A Real Job

I used to work at a high-end seafood restaurant in downtown Los Angeles. When I wasn’t too exhausted at the end of my shift, I would text my then-boyfriend to ask if he wanted to get tacos. The taco truck we frequented wasn’t fancy or well-known, like Mariscos Jalisco, but it was good. It was always late when we got there—I don’t think we ever went during daylight hours—but it was packed with fellow night dwellers, other service industry folks, and people in between bars. I remember construction workers in neon vests, maybe getting off a late shift or clocking into an early one. I remember my exhaustion, the pungent rawness of the white onions, and the beautifully viscous salsa verde. That salsa verde was like liquid gold, so refreshing and tangy, it would practically quench your thirst. For a few minutes, I’d sit on the curb under the taco truck lights, thinking about how much my feet hurt.

Most of my time in Los Angeles after I graduated was about surviving. I desperately wanted to launch my career, to become a real adult. When I wasn’t able to do that, I decided to start working at a contemporary art museum. I wanted to be surrounded by art regularly, to get inspired by it. At first, I was close to the artwork, but only physically. I stood in the galleries, telling young children and adults of all ages to stop running and, “Please, don’t touch that!” When the museum asked if any staff were interested in giving tours, I quickly volunteered.

Jeff Koons, Tulips

We got to design our tours, highlighting whatever we wanted in the collection. I would start outside, talking about the airy honeycomb structure made of 650 tons of steel. We’d eventually arrive on the main gallery floor via a gigantic tubular elevator reminiscent of the Discovery One spacecraft in 2001: A Space Odyssey. I’d wander around, talking about Jeff Koons, Glenn Ligon, Robert Rauschenberg, Andy Warhol, Jenny Holzer, Barbara Kruger, or Mark Bradford, depending on who I felt like visiting that day. I’d include the art historical information as well as the juicy tidbits I’d picked up here and there from curators, the installation staff, even the artists when they came for after-hours talks. I loved seeing the lifted eyebrows and quick elbow jabs in the crowd; I wanted to give patrons something they could repeat to their friends and family, an endorsement that would hopefully pique their interest, also. Inevitably, we’d end the tour by Yayoi Kusama’s Infinity Mirror Room.

One day, when I was working the line outside, a woman came striding up to me, borderline frantic. “We have tickets for Koosahmay’s Reflection Room! Where do we go?” With patience and grace, I explained to her that she had tickets for a timed entry into the museum—you had to reserve slots for the Infinity Mirror Room once you were inside.

● Information
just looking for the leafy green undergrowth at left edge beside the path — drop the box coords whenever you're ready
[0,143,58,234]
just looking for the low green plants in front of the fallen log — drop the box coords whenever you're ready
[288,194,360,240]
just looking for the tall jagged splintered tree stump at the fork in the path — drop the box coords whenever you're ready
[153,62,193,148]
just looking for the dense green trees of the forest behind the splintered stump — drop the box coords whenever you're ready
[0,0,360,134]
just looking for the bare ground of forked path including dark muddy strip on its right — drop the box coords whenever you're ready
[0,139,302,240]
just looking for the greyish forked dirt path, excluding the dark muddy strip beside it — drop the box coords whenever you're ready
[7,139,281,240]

...

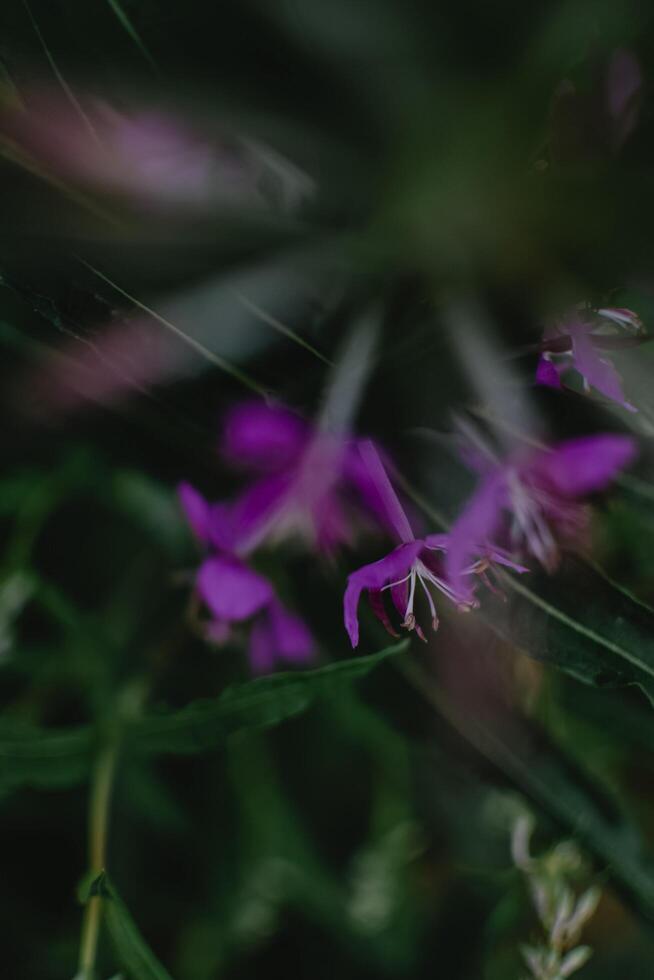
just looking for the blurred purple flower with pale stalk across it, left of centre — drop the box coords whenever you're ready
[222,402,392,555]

● Problem 1
Set down the passage of the essay about working in Los Angeles between "Most of my time" and "I quickly volunteered.", inclusive.
● Problem 2
According to the essay about working in Los Angeles, what did the museum's gigantic tubular elevator call to mind?
● Problem 3
Continue the essay about working in Los Angeles, picking up right after its final sentence.
The listing was drawn from a separate source and has no connection to the essay about working in Los Angeles.

● Task output 1
Most of my time in Los Angeles after I graduated was about surviving. I desperately wanted to launch my career, to become a real adult. When I wasn’t able to do that, I decided to start working at a contemporary art museum. I wanted to be surrounded by art regularly, to get inspired by it. At first, I was close to the artwork, but only physically. I stood in the galleries, telling young children and adults of all ages to stop running and, “Please, don’t touch that!” When the museum asked if any staff were interested in giving tours, I quickly volunteered.

● Task output 2
The Discovery One spacecraft in 2001: A Space Odyssey.

● Task output 3
Now, at this point in the conversation, it would normally go one of three ways. Sometimes, people didn’t even know what they signed up for. They were at the museum because their significant other, sibling, or best friend wanted them to be. It was easy to differentiate these folks from the rest because you could’ve asked for anything from them. You could’ve said we need an interpretative dance as the cost of entry, and they wouldn’t have batted an eyelash. Cool, chill, whatever. The next group of folks were fibbing, seeing how much they could get away with. When I’d tell them it was impossible to book Infinity Mirror Room tickets ahead of time, they knew their cover was blown. We’d both giggle at the fact that they’d just told such a blatant and obvious lie, while I continued to explain other small details about entry procedures and timed passes. And for the others… you could practically see the red yarn forming a conspiracy wall in real time — full Charlie Kelly mode, muttering about secret plots and personal sabotage, as if I had been sent there that day to ruin their lives. Unfortunately, this particular woman was in this last group.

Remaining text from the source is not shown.